COMMONWEALTH OF MASSACHUSETTS APPEALS COURT
Jan 10, 2020
96 Mass. App. Ct. 1116 (Mass. App. Ct. 2020)

Opinion

18-P-1534

01-10-2020

Kenneth R. COUTURE & another v. Amanda SLOAN & another.


MEMORANDUM AND ORDER PURSUANT TO RULE 1:28

The plaintiffs, Kenneth R. Couture and Langford LLC (collectively, landlord), appeal from an amended judgment of the Housing Court in favor of the defendants, Amanda Sloan and Ian Moore (collectively, tenants), on counterclaims alleging breach of the implied warranty of habitability; breach of the covenant of quiet enjoyment, see G. L. c. 186, § 14 ; and violations of G. L. c. 93A and G. L. c. 186, § 15B (2) (a ). The plaintiffs also appeal from a judgment awarding attorney's fees to the tenants. We affirm.

1. Breach of the implied warranty of habitability. a. Liability. "Implied in every residential lease is a warranty that the leased premises are fit for human occupation and will remain so for the duration of the tenancy (i.e., there are no latent or patent defects in the facilities vital to the use of the premises)." Jablonski v. Clemons, 60 Mass. App. Ct. 473, 475 (2004), citing Boston Hous. Auth. v. Hemingway, 363 Mass. 184, 199 (1973). "The implied warranty of habitability includes the promise to maintain a rented unit, ‘[a]t a minimum,’ in compliance with the State sanitary code." South Boston Elderly Residences, Inc. v. Moynahan, 91 Mass. App. Ct. 455, 462 (2017), quoting Simon v. Solomon, 385 Mass. 91, 96 (1982). See Hemingway, supra at 200 n.16 ("There may be instances where conditions not covered by the [sanitary] [c]ode regulations render the apartment uninhabitable").

We disagree with the landlord's argument that the code violations in the apartment were, as a matter of law, de minimus or minor to the point that recovery was impermissible. The judge based her overall finding of a breach of the warranty on conditions including "but ... not limited to" certain defective conditions included in the findings. The findings reflect that the judge credited the testimony of the tenants and a board of health agent who inspected the property regarding code violations. The problems identified included a defective tub spout, cracks in the kitchen floor, a leak in the kitchen sink, defective closet doors, lack of access to the breaker panel, a nonusable deadbolt lock on the front door, problems with the dryer vent, ventilation problems in the bathroom, and a leaking ceiling that caused water damage. The problems with tub spout, kitchen floor, and closet doors were described as creating safety concerns for Sloan's young daughter. Taken together, the judge did not abuse her discretion in determining that these conditions amounted to a material breach of the implied warranty of habitability. See Jablonski, 60 Mass. App. Ct. at 475.

Objective:
According to the appeals court opinion, which problems were described as creating safety concerns for Sloan's young daughter?

Data segment:

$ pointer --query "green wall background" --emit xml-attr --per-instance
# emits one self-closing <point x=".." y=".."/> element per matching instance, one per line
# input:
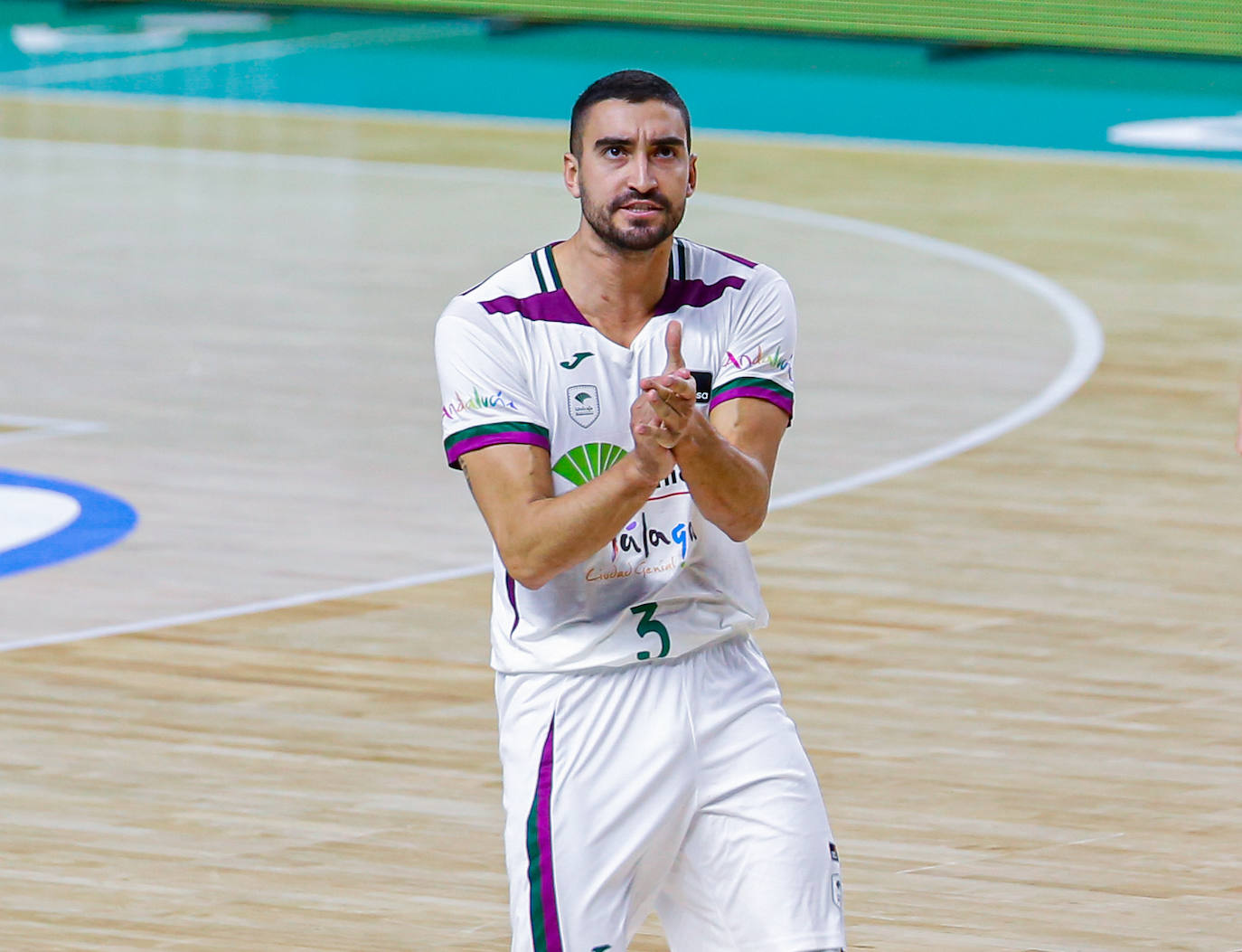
<point x="1176" y="26"/>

Task answer:
The tub spout, the kitchen floor, and the closet doors.